# Your instructions:
Resume the piece on the sanctions-driven energy squeeze and diesel shortages, starting right after its final sentence.

# Selected extract:

----------------

Forgive me for what amounts to news snippets, since these items overlap with Links terrain. But the Russian sanctions induced energy squeeze looks to be bearing down on Europe and the US even faster that most sources anticipated.
First are diesel shortages, which we had warned about virtually from the get go. Russian gas is heavier than either fracked gas or Saudi light sweet crude. Heavier means more long chain hydrocarbons which are more energy dense. Lighter grades can be used to make diesel…but that’s at the expense of the gas which you presumably also wanted to have.
We had pointed out that diesel shortages are so imminent that the IEA is recommending aggressive energy conservation measures now, like more work at home, more ride-sharing, cutting air travel, so as to reduce the severity of the crunch they expect to kick in over the next four months.

----------------

# Dataset records:

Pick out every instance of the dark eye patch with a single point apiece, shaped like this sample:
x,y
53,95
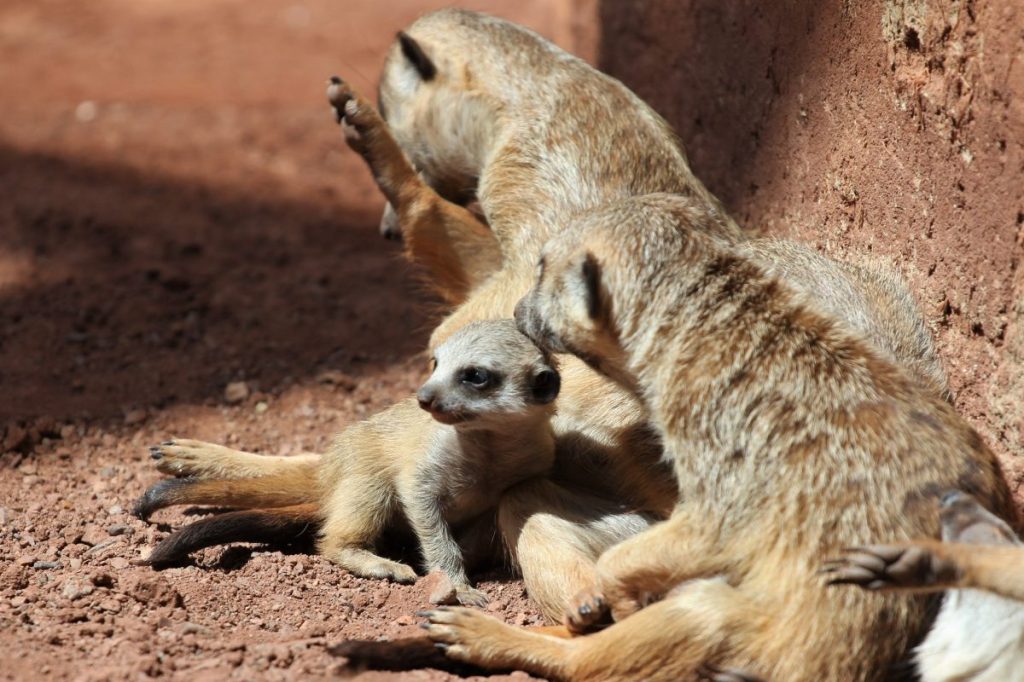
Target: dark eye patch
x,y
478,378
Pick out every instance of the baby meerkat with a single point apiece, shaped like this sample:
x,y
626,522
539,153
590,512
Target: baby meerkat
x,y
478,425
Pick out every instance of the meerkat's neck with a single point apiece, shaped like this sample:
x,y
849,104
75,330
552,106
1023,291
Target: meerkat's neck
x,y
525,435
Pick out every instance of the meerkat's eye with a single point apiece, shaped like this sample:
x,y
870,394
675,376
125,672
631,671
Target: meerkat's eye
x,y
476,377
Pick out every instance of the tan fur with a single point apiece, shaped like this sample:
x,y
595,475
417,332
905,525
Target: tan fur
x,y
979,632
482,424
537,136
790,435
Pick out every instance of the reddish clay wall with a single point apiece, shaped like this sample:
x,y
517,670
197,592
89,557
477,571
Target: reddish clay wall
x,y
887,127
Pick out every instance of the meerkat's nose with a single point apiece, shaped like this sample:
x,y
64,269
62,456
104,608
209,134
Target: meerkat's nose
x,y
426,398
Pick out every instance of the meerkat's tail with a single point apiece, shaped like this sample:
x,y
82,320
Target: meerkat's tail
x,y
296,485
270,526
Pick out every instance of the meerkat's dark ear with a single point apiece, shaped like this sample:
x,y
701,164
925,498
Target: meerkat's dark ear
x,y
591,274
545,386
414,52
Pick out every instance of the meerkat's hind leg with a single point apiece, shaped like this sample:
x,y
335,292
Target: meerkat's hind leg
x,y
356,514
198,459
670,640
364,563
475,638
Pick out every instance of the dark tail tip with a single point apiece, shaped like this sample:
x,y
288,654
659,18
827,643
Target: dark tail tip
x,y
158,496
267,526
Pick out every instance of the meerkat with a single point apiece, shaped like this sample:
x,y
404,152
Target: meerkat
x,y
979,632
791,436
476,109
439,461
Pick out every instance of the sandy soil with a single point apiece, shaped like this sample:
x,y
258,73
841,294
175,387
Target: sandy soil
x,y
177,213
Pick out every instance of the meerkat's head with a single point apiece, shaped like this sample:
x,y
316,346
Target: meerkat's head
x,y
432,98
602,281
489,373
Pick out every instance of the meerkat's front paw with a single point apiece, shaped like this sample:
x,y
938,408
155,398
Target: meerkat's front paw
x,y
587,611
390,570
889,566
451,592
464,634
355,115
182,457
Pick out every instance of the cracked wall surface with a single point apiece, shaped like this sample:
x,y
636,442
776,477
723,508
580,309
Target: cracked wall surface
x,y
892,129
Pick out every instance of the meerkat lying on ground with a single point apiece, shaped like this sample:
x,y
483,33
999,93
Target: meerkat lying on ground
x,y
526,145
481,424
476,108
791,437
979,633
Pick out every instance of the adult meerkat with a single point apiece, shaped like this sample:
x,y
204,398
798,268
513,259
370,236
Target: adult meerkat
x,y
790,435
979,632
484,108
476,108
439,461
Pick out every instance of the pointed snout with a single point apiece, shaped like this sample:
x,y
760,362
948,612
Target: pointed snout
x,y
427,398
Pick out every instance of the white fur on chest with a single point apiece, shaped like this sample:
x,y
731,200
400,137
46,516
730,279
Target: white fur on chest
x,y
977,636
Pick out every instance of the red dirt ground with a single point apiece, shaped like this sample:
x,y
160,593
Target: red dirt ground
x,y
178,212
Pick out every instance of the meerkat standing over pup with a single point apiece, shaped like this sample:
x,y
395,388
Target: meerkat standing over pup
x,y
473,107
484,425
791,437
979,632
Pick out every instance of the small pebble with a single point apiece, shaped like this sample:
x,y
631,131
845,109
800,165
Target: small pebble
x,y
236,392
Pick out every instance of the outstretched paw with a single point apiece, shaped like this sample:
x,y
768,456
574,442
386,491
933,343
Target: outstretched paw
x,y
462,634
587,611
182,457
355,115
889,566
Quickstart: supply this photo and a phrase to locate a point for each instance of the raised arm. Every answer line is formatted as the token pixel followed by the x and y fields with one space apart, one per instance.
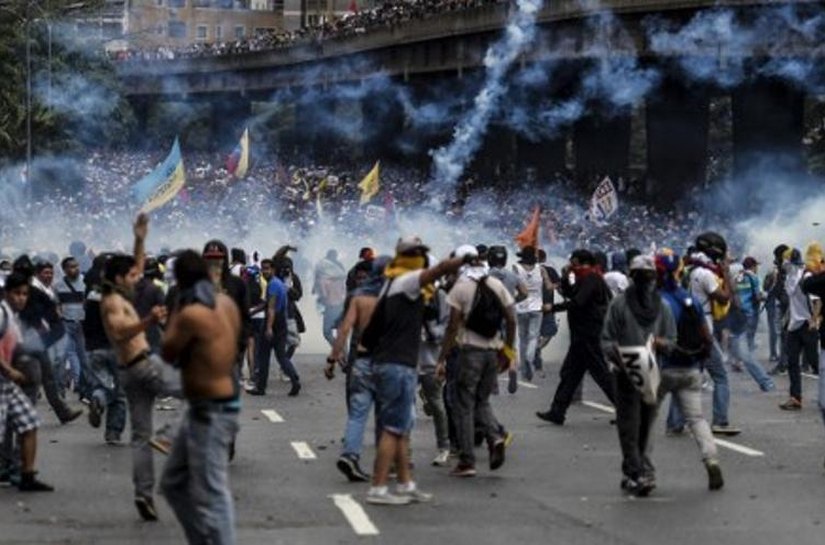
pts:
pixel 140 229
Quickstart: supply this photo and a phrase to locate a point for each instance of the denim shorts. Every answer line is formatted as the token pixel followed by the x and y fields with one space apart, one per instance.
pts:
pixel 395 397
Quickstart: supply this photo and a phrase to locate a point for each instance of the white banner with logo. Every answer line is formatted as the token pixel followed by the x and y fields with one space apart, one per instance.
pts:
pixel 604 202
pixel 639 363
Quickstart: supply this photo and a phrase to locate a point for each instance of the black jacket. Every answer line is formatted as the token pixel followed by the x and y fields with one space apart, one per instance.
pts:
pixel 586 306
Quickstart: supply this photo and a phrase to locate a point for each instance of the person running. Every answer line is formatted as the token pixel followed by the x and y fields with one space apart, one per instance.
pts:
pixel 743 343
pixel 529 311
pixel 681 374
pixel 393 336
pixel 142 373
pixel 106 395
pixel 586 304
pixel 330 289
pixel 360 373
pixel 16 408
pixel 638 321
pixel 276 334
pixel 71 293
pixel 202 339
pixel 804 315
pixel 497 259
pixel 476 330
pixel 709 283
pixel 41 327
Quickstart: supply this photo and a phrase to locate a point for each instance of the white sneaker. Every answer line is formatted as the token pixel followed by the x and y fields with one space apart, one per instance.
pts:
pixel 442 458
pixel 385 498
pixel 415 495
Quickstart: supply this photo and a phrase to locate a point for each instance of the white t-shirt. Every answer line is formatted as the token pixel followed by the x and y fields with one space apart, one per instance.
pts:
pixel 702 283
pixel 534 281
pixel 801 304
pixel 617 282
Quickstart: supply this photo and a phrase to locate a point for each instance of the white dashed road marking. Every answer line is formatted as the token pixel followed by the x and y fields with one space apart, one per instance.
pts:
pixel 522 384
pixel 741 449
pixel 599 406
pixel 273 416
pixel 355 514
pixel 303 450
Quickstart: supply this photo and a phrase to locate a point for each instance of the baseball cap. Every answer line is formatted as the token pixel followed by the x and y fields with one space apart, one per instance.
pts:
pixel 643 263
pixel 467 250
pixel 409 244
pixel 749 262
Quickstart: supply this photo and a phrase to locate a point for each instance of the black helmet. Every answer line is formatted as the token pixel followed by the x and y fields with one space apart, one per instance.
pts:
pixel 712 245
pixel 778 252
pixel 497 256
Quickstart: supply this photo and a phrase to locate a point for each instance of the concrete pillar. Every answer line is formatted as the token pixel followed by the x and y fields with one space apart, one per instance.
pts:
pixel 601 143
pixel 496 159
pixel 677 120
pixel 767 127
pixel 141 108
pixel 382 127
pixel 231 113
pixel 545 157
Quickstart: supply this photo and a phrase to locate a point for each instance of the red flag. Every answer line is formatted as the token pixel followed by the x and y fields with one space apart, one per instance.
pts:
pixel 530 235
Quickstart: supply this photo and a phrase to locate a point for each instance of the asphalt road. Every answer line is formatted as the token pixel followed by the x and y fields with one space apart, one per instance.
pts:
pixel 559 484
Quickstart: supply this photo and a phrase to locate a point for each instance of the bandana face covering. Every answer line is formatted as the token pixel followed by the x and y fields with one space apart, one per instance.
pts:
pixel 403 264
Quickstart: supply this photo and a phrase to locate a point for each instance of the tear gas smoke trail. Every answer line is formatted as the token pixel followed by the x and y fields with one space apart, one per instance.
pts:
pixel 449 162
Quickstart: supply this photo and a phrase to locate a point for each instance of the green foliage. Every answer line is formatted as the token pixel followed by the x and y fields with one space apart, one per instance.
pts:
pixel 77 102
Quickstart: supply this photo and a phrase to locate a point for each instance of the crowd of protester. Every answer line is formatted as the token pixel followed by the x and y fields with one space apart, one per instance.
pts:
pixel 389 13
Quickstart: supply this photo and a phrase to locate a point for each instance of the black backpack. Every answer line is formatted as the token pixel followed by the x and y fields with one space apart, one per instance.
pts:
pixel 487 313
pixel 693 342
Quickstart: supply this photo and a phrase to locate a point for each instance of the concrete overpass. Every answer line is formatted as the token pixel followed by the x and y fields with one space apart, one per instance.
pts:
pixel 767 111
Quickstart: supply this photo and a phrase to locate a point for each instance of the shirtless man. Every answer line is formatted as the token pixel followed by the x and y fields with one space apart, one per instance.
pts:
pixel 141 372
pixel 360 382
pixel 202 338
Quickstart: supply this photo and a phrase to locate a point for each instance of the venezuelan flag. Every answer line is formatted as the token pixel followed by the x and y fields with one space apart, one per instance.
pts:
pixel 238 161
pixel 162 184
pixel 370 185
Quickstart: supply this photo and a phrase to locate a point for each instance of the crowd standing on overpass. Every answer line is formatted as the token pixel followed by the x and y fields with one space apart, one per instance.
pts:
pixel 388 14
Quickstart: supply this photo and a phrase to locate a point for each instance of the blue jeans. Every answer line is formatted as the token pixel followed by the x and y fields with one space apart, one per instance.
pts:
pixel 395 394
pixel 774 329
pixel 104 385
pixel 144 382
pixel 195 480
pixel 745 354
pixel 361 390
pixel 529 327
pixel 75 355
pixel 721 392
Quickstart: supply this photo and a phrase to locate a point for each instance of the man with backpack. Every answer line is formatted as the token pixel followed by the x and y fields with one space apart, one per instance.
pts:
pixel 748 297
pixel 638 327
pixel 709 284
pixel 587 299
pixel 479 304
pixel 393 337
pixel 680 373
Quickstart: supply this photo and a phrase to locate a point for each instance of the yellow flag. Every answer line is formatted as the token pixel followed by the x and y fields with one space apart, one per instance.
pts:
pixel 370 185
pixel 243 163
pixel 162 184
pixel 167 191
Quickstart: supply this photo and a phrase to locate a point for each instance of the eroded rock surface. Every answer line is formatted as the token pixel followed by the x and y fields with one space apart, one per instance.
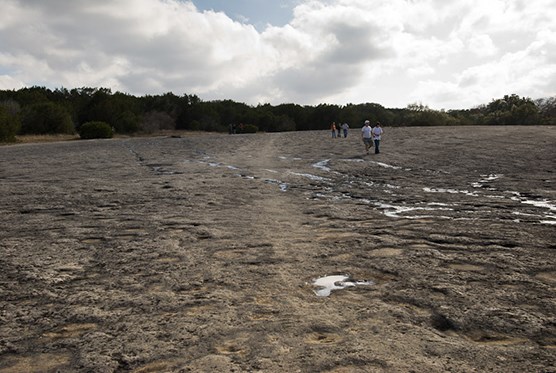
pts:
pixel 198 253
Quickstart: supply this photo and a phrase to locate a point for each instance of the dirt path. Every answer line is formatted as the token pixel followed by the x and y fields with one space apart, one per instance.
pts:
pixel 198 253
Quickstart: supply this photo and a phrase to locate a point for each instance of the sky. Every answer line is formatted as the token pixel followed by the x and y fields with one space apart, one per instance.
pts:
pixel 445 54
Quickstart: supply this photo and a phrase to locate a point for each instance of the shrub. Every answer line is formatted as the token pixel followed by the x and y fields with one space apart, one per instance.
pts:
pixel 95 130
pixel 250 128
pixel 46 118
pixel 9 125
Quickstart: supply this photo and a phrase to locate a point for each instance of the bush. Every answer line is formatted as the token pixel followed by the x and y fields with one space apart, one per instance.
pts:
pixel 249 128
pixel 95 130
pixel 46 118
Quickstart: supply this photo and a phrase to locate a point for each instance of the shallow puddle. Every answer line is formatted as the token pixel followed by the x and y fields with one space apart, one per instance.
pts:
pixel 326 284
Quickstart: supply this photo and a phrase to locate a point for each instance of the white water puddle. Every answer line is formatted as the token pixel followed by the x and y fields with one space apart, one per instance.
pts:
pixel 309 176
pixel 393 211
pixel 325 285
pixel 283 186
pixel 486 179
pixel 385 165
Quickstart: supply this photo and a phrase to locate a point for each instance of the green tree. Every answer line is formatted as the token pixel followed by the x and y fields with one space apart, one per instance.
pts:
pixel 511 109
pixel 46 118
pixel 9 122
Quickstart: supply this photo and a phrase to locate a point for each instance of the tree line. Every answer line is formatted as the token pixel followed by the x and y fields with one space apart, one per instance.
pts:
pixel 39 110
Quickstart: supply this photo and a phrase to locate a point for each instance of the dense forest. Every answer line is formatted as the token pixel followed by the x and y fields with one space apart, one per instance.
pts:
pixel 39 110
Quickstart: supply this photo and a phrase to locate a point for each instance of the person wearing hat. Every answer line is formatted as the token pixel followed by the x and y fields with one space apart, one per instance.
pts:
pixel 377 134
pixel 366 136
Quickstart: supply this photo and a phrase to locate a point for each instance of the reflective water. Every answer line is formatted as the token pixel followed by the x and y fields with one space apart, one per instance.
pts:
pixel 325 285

----------------

# Solved problem:
The news on the diesel front is only getting worse. From the first of two germane stories on OilPrice, an overview called Europe Faces Systemic Diesel Supply Crunch:
Europe risks being exposed to a “systemic” deficit of diesel supply that could worsen and even lead to rationing of fuel, the top executives of the world’s largest independent oil traders said on Tuesday….
“This is a global problem but for Europe it’s very hard because Europe is so short” of diesel, Gunvor CEO Torbjorn Tornqvist said at the Financial Times Commodities Global Summit as carried by Bloomberg.
Europe’s diesel shortage is worsening as Russian oil refiners have started to cut back on refinery throughput, Tornqvist added.
Diesel stocks globally were already low even before the Russian invasion of Ukraine, but the shortage has now been exacerbated by the lower global diesel supply from Russia.
In the highly volatile global energy markets since Russia’s war in Ukraine began, even the biggest traders are exposed to rising margin calls. Via futures contracts in commodities, trading houses hedge against risks. Without commodity derivatives, many traders would not be able to move physical volumes of oil.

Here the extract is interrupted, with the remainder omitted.